Job A: According to the blog post, what gift did the writer receive in the Secret Santa exchange?
Job B: Decide whether each statement agrees with the blog post, answering yes or no and quoting the words that settle it: (i) The family spent Christmas Eve in Manhattan. (ii) Someone in the family received DVDs this Christmas. (iii) The writer held Owen outdoors on the 70th floor at Top of the Rock.
Job C: Reproduce the blog post word for word, starting at "Everything I Consume: The" and continuing down to "out the window.".

Passage provided:
┄┄┄┄┄┄
Monday, December 31, 2007

Everything I Consume: The Bugle

Pour a glass of egg nog, take a sip of that egg nog, spit that egg nog on the floor and then pour that egg nog out the window.
If you've been missing The Daily Show and The Colbert Report during the writer's strike (and who hasn't?) you can get your dose of Daily Show correspondent John Oliver and partner Andy Saltzman on the weekly podcast The Bugle: Audio Newspaper for a Visual World.
Christmas to me, John is like a self-assessment tax return. It comes around once a year with the dread inevitability of a car crashing into a bus stop, you always leave it to the last minute, it's ruinously expensive and its always slightly more fun than you anticipate.
It's hilarious and the latest episode is a best of 2007 so you can get right up to speed.
Looking at the environmental state of the world it does seem increasingly clear that it has been designed with built in obsolescence making it very much like a Japanese TV, milk and women.

Thursday, December 27, 2007

Christmas with the Sonnenscheins

First off, the Secret Santa thing worked out fine. My Santa-ee liked his present. He's a weird guy, I met him in the subway that morning and for some reason he peeled off across Park Avenue South and away from our office before realizing his mistake despite working in our office for over two months. Anyway, he said he liked his gift. I got the same present I got last year, a $25 Barnes & Noble Gift Card. Nothing wrong with that.

The family is having a great Christmas. The Saturday before Christmas we went to Dyker Heights to see some very elaborate Christmas decorations. Check them out here.

We spent Christmas Eve in Manhattan checking out the big Rockefeller Center tree. Then we went to Top of the Rock. The views were spectacular and the set up is very nice, much better than the cramped Empire State Building. You can watch inside or outside but I got a little freaked out holding Owen outdoors on the 70th floor. I kept having visions of a wind gust blowing him away.

After that we went to Grand Central Station to check out the excellent train show at the Transit Museum store and see the ceiling light show.

Christmas itself was a lot of fun. I think we all cleaned up. Gwen loved her many princess products and her new Magic School Bus and Marvel Adventures: Fantastic Four books. I think The Wife loved her new necklace, 30 Rock TGS t-shirt and boots (later exchanged). I got a pair of slick shoes (later exchanged), a Sidney Crosby t-shirt and some great books. I think Owen liked his gifts, at least I know Gwen likes playing with them.

This was the first year in memory that nobody got any DVDs instead we got a Roomba. The entire family watches it's hour-long cleaning excursions through the apartment. Will it suck up the tree skirt? Can it get over the rug? Will it find Owen's mess under the dining room table? Why won't it go into Gwen's room. Truly, fun for the entire family and Gwen loves having a robot in the family.

Another highlight was this set of small statues of U.S. presidents from our friend, Dave. As you can see, we love it.

Check out the detail.

Anyway, besides the orgy of gifts the family has been spending lots of time together and generally taking a break after an exhausting year. Hope you had a great holiday, too.
┄┄┄┄┄┄
Material:
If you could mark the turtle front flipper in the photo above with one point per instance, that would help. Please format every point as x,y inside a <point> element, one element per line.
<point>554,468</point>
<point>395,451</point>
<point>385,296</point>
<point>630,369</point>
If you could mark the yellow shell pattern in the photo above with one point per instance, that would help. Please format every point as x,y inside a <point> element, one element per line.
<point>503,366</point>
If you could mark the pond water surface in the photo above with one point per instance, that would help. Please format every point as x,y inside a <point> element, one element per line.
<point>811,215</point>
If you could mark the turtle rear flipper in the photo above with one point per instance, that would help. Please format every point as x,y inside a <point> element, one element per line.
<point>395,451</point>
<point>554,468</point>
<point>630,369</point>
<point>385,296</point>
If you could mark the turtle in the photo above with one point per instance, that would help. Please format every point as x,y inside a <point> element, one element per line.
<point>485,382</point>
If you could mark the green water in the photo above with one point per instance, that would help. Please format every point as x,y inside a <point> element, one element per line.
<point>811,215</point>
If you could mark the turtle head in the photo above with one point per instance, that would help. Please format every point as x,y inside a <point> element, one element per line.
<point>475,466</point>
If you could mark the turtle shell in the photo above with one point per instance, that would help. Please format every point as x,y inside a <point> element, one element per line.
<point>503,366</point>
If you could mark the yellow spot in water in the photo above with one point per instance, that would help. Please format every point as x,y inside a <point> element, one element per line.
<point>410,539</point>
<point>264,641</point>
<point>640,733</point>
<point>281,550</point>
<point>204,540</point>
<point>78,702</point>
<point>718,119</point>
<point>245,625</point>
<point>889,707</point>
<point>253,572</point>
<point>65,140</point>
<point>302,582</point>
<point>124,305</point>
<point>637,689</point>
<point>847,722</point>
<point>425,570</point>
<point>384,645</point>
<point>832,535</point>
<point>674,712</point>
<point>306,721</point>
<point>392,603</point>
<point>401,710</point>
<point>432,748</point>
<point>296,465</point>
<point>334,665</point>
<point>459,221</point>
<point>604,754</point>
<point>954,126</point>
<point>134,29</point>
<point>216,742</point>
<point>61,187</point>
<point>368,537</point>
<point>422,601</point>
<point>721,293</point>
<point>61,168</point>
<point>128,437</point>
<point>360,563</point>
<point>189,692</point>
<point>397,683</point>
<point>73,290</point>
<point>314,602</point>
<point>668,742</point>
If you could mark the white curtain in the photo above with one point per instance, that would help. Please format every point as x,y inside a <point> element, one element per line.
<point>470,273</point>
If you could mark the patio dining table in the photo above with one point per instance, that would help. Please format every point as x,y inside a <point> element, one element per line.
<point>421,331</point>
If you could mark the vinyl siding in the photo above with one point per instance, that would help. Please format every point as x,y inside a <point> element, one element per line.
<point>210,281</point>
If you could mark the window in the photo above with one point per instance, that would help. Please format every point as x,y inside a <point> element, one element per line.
┄┄┄┄┄┄
Full response A: A $25 Barnes & Noble Gift Card, the same present the writer got the year before.

Full response B:
(i) Yes: "We spent Christmas Eve in Manhattan checking out the big Rockefeller Center tree."
(ii) No: "This was the first year in memory that nobody got any DVDs instead we got a Roomba."
(iii) Yes: "I got a little freaked out holding Owen outdoors on the 70th floor."

Full response C:
Everything I Consume: The Bugle

Pour a glass of egg nog, take a sip of that egg nog, spit that egg nog on the floor and then pour that egg nog out the window.